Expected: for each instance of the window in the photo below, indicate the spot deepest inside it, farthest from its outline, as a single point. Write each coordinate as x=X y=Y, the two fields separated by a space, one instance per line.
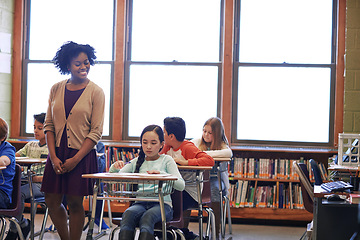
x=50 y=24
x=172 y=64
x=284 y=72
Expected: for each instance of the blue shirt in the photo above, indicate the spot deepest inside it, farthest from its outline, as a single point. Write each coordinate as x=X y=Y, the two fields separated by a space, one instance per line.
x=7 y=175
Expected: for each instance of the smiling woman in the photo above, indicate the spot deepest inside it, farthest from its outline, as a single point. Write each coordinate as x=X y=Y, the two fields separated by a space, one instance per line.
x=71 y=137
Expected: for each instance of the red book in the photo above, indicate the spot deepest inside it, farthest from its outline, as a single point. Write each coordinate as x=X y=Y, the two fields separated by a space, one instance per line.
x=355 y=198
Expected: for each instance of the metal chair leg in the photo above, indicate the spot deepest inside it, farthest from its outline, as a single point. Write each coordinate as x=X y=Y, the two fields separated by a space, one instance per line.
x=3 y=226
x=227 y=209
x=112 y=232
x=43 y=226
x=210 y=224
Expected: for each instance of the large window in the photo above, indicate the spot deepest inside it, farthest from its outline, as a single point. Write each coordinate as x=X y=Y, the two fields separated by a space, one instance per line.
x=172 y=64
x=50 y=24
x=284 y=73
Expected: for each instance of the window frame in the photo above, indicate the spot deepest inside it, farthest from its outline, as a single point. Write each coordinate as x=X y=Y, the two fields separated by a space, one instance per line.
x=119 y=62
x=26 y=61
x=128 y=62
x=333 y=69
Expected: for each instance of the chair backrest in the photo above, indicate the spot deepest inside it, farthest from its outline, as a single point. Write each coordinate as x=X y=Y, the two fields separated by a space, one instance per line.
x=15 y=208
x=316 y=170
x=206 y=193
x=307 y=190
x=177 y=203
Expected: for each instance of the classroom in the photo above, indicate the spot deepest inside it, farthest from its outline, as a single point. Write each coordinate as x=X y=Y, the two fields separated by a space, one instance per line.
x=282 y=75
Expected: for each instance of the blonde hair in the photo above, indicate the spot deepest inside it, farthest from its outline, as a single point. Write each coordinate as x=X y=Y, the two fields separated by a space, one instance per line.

Task » Can you copy all of the entries above word for word, leaving the picture out of your answer?

Finished answer »
Expected: for each instance of the window in the photo below, indicate the spot deepest inside it, farthest from its outline, as a single point. Write each coordinate as x=X y=Y, the two fields separated by a space, one instance per line.
x=50 y=24
x=172 y=64
x=284 y=72
Expected: for each instance of the blue shirt in the photo above, indicate the spot deepest inside it, farthest from its outline, as a single point. Write each coordinate as x=X y=Y, the two fields separated by a space, one instance per line.
x=7 y=175
Expected: for each instance of the smiling woman in the photo above, indicate the spot deepest inside it, farthest from its outline, as a single point. Write each coordinate as x=X y=Y, the two fields separated by a space, one instance per line.
x=71 y=137
Expected: for each instance of the red book in the photo above, indicate the spot deepest inside it, farthest from its outline, as a single point. Write each coordinate as x=X y=Y, the two fields separated by a space, one instance per line.
x=355 y=198
Expected: for each instance of the metal chair leg in the photo above, indicate the spot deepest inside it, farthest from its outline, as a single point. Write each coordinate as x=X y=Y, the two fields separated by a space, one instance per line.
x=3 y=226
x=227 y=209
x=112 y=232
x=43 y=226
x=210 y=224
Expected: for each instance of the large window in the photo above, indicate the spot deepest inside it, farthest from its outline, as a single point. Write each coordinate as x=X y=Y, the two fields separated by a space, one instance per line.
x=172 y=64
x=50 y=24
x=284 y=73
Expected: for each instance of the window frame in the photo above, indicate the spot deepest inside it, farthest from its outline, as a single point. Write each coordinate as x=X y=Y, the two fields separated by a space, one instance per line.
x=119 y=62
x=26 y=61
x=128 y=62
x=333 y=69
Expected: for each instance of the chair backrest in the photo above, indicate the spot deepest inside it, farthest from its outline, as a single point. Write each coordinate as x=X y=Y, the two fields separated by a space, one instance per line.
x=15 y=208
x=316 y=170
x=206 y=193
x=307 y=190
x=177 y=203
Expected: for each instance of the classroom in the photo above, indicate the spot deepest inside it, farthest from its outline, as a single point. Write each coordinate as x=X y=Y, the two fields separated by a space, one instance per line.
x=282 y=75
Expected: for each instance of the blonde hair in the photo above, indicate the spot deepest inside it, farthest from its outline, as a single point. Write each coordinate as x=X y=Y, the two fields separated by a space, one instance per line.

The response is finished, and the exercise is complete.